What this task involves:
Pull out each line below that contains the string "paved", treating uppercase and lowercase as different.

(Contour annotation lines)
%%
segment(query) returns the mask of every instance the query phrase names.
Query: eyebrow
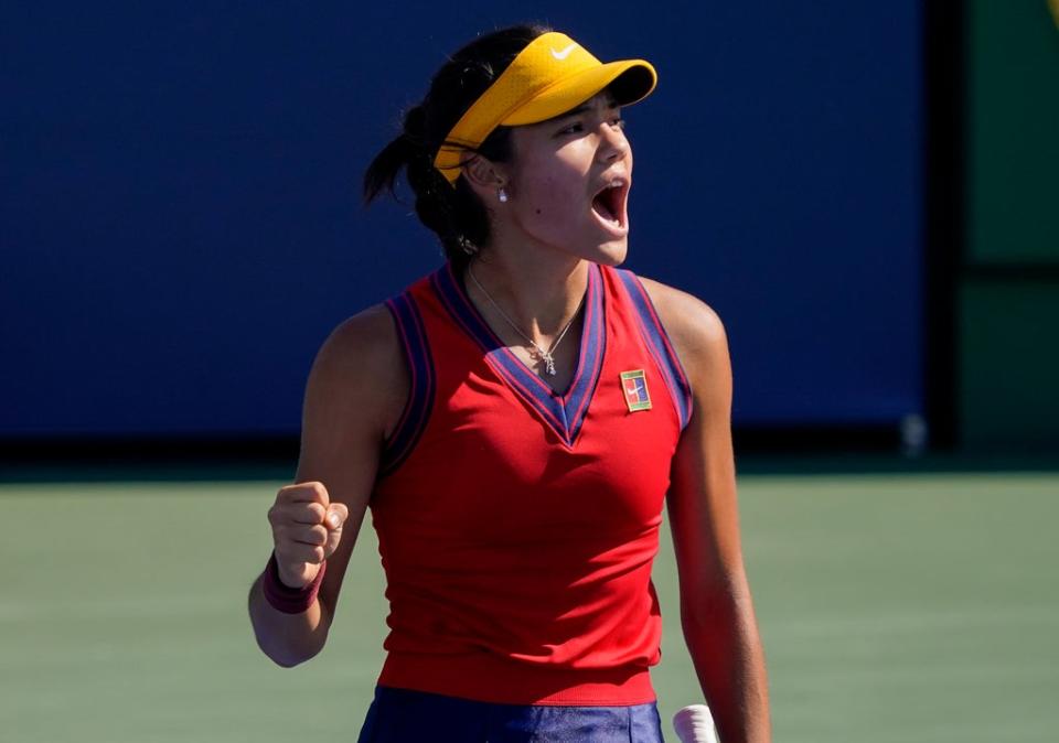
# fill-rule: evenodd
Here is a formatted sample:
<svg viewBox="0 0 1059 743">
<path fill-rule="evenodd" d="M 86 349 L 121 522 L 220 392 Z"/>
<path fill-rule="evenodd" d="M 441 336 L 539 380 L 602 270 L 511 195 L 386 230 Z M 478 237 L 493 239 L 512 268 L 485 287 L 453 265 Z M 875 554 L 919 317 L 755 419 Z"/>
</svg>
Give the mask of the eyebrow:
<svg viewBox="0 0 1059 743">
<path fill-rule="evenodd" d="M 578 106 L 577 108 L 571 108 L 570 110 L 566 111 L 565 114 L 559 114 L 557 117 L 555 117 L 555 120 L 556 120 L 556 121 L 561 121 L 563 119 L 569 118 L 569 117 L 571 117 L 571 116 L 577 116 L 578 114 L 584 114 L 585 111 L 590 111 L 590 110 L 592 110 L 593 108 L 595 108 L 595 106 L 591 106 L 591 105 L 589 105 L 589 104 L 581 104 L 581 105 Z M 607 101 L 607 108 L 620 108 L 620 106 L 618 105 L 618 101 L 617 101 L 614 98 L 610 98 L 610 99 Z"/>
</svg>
%%
%%
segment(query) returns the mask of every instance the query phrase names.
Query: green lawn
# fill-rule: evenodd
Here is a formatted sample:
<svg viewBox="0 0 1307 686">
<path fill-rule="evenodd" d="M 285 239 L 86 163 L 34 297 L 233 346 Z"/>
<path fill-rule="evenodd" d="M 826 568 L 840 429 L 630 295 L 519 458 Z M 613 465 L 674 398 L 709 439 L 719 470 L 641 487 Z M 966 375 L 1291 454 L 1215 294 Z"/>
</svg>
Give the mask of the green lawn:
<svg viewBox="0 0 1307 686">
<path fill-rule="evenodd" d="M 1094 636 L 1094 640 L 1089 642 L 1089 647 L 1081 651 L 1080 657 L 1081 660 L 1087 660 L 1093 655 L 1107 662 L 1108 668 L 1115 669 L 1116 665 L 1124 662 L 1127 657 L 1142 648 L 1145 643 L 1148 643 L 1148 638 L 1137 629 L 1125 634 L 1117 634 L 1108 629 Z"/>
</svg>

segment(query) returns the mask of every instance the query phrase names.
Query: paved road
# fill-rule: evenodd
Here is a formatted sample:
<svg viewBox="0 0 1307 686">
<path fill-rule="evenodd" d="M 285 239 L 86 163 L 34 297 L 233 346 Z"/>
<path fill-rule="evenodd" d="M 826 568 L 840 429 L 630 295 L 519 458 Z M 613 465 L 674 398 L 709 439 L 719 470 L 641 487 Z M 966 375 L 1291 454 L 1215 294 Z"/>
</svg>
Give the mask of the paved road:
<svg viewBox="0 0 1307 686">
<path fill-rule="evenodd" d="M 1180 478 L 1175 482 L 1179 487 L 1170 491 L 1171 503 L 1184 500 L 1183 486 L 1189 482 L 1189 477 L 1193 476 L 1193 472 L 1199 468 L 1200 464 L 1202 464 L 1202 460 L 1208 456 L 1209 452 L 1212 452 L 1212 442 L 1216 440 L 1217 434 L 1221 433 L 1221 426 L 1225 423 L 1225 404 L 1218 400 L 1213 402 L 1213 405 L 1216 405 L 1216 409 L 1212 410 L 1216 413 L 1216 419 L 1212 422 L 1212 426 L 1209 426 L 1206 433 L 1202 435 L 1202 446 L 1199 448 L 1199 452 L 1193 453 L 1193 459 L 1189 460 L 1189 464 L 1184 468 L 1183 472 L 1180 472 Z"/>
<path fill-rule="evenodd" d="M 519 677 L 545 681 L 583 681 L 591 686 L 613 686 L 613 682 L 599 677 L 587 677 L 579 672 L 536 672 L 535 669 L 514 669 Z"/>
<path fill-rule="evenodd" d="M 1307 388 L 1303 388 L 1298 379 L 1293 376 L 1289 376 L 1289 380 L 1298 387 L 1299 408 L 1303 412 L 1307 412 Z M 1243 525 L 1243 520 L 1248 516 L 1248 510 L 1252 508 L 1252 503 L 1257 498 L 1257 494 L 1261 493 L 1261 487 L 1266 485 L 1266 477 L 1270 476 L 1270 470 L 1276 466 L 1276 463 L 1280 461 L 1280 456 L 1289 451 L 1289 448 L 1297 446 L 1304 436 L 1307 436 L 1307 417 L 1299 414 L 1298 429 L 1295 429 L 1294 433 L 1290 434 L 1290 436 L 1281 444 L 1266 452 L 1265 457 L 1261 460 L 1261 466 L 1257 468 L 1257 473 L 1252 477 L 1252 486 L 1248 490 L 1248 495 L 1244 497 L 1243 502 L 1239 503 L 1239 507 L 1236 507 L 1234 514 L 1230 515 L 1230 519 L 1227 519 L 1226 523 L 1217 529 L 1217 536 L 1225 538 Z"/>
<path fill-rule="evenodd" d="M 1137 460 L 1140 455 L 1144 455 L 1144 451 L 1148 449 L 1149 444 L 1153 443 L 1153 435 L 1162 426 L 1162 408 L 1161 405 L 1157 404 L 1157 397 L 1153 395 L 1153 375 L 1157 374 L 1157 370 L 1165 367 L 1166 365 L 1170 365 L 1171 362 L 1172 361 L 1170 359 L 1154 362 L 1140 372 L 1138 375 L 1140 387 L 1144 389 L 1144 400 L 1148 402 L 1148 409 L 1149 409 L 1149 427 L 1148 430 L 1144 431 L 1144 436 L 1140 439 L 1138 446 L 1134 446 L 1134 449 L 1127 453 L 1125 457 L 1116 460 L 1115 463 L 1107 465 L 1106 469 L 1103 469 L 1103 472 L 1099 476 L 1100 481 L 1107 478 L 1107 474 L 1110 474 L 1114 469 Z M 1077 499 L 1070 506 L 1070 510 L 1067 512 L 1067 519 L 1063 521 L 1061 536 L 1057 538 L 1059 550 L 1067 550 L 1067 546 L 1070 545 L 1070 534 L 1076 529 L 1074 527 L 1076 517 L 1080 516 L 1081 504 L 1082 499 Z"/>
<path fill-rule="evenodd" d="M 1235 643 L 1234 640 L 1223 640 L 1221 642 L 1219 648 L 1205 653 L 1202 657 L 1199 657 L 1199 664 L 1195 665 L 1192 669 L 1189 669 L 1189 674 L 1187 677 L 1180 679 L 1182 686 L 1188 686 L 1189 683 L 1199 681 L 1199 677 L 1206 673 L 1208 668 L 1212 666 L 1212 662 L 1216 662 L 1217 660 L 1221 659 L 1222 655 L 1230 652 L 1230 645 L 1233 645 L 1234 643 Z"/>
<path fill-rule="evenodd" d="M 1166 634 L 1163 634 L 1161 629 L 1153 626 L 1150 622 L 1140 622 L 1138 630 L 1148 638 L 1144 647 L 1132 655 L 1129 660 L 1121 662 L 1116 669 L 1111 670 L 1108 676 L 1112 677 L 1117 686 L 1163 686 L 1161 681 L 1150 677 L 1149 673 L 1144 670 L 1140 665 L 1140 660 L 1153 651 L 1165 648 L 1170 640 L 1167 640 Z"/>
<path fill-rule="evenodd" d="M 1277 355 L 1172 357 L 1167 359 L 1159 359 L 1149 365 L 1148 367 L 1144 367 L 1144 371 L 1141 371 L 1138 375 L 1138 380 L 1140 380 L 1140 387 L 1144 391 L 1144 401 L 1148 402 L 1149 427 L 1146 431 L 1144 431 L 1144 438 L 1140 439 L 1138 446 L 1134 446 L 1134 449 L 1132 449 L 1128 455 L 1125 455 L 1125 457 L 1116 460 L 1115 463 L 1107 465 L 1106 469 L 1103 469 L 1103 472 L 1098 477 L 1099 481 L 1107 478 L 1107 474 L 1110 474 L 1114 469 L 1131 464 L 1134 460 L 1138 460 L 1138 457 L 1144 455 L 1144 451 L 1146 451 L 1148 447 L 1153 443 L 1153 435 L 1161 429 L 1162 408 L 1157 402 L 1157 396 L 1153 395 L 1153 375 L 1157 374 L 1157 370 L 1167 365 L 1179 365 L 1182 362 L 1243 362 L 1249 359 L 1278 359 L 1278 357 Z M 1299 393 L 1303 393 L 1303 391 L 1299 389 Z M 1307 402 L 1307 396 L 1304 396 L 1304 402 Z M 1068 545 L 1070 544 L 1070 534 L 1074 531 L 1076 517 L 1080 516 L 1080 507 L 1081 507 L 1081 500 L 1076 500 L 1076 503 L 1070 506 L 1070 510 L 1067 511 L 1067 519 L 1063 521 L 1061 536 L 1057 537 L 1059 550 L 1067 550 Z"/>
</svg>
%%
Task result:
Query: paved road
Give the mask of the paved road:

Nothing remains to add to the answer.